Present the data from its start through the line containing "70), (5, 72)]]" as a Markdown table with columns Row and Line, skipping blank lines.
>>>>
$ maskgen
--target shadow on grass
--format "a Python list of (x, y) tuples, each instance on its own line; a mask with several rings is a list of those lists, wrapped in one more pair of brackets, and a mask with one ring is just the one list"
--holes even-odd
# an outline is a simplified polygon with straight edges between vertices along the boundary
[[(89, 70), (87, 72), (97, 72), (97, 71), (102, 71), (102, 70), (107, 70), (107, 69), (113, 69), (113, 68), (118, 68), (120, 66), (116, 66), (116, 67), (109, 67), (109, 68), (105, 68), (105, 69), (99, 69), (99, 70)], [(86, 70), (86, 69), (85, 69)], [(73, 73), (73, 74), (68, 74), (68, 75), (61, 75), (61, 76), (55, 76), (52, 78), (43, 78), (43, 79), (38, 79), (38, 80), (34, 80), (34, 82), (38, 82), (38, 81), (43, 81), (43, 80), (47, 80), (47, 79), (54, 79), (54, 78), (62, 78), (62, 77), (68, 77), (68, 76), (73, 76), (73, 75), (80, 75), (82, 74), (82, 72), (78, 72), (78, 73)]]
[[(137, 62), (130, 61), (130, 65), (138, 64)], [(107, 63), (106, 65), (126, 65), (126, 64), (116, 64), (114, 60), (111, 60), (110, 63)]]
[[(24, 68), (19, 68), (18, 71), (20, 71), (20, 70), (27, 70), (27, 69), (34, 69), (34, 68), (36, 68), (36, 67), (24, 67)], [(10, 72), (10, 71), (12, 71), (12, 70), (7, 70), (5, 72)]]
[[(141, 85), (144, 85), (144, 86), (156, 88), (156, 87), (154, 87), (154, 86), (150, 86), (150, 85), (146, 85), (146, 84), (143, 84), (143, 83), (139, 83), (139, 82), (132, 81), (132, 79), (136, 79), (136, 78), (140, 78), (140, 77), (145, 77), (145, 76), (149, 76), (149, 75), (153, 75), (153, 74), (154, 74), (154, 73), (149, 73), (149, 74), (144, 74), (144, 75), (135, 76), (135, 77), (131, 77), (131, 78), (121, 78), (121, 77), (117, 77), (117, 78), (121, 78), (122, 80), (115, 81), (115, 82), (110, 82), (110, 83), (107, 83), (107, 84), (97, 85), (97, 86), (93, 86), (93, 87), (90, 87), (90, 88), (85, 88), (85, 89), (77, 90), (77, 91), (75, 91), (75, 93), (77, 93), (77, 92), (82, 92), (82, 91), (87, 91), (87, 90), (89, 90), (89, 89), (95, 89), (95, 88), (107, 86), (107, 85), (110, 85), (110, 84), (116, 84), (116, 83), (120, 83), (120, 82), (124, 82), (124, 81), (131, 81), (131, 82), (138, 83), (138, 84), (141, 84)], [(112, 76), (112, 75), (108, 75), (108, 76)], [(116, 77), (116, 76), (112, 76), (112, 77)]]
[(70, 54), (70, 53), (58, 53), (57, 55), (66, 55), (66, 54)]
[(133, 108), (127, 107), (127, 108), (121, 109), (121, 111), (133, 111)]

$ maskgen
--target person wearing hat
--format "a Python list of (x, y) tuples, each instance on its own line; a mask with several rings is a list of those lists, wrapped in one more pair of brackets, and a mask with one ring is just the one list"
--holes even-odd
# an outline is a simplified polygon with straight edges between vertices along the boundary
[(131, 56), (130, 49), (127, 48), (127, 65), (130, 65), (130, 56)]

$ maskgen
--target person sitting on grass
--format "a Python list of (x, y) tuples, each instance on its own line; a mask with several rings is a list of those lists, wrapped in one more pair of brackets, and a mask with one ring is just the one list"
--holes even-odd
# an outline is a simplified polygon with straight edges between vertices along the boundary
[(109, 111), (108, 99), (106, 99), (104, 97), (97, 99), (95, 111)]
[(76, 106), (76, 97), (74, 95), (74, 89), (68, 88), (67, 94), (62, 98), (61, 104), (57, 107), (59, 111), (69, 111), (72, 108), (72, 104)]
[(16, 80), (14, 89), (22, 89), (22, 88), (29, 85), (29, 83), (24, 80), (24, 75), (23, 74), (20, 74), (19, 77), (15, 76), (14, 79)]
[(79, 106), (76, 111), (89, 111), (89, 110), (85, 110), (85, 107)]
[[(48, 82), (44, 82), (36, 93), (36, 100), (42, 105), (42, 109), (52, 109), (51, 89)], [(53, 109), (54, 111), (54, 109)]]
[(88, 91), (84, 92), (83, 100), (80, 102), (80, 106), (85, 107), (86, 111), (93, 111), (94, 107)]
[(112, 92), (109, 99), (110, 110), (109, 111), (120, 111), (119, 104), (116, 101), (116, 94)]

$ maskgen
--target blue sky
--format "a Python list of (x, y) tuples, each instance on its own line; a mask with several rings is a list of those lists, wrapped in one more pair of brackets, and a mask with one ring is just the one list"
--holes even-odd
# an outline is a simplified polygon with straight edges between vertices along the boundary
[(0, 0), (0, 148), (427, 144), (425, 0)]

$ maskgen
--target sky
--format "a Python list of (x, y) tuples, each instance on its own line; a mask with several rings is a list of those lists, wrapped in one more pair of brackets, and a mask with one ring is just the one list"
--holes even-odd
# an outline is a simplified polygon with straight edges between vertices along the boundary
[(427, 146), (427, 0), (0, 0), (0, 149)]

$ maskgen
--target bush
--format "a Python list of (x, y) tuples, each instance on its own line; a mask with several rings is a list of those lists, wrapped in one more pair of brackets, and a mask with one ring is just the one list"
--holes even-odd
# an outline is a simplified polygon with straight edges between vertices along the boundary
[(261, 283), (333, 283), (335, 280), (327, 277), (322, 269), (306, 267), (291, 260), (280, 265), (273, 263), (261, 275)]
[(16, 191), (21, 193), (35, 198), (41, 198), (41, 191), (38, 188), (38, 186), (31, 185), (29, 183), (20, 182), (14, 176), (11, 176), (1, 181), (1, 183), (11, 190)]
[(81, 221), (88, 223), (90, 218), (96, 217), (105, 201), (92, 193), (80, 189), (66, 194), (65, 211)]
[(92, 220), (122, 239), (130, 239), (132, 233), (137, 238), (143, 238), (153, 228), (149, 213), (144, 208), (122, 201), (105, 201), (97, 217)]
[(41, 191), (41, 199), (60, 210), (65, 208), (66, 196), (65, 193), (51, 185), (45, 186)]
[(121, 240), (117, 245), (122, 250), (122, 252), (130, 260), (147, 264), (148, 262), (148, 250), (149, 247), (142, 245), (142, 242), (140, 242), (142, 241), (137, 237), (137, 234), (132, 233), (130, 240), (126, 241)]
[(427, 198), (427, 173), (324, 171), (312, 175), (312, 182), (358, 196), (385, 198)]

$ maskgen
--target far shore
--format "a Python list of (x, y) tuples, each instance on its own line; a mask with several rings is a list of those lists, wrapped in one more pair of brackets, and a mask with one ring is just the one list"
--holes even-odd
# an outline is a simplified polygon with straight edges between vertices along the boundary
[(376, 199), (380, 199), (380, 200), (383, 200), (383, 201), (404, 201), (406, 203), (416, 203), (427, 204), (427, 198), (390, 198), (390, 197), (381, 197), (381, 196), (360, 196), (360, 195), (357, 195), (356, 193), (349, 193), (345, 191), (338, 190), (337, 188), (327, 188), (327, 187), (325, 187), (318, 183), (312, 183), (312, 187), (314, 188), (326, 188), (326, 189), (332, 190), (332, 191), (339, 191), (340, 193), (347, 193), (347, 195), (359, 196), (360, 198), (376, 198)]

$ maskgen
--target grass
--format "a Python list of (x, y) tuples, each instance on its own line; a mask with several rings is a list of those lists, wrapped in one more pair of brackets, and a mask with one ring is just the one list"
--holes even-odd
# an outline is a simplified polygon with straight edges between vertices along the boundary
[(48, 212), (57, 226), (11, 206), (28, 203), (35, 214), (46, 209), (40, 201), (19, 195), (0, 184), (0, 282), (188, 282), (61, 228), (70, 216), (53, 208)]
<<<<
TASK ANSWER.
| Row | Line |
|---|---|
| 1 | $ maskgen |
| 2 | --target shadow on grass |
| 3 | --format "a Python list of (x, y) tuples, each instance on its own line; a mask with several rings is a list of those lists, wrapped in one more pair of brackets, and a mask with one ring is just the one list" |
| 4 | --holes even-odd |
| 5 | # an outline is a simplified polygon with straight edges between vertices along the boundary |
| 6 | [[(89, 70), (87, 72), (97, 72), (97, 71), (102, 71), (102, 70), (107, 70), (107, 69), (113, 69), (113, 68), (118, 68), (120, 66), (116, 66), (116, 67), (109, 67), (109, 68), (105, 68), (105, 69), (99, 69), (99, 70)], [(86, 70), (86, 69), (85, 69)], [(73, 73), (73, 74), (68, 74), (68, 75), (61, 75), (61, 76), (55, 76), (52, 78), (43, 78), (43, 79), (38, 79), (38, 80), (34, 80), (34, 82), (38, 82), (38, 81), (43, 81), (43, 80), (47, 80), (47, 79), (54, 79), (54, 78), (62, 78), (62, 77), (68, 77), (68, 76), (73, 76), (73, 75), (80, 75), (82, 74), (82, 72), (78, 72), (78, 73)]] |
| 7 | [[(137, 62), (130, 61), (130, 65), (138, 64)], [(107, 63), (106, 65), (126, 65), (126, 64), (116, 64), (114, 60), (111, 60), (110, 63)]] |
| 8 | [[(24, 68), (19, 68), (18, 71), (20, 71), (20, 70), (27, 70), (27, 69), (34, 69), (34, 68), (36, 68), (36, 67), (24, 67)], [(10, 72), (10, 71), (12, 71), (12, 70), (7, 70), (5, 72)]] |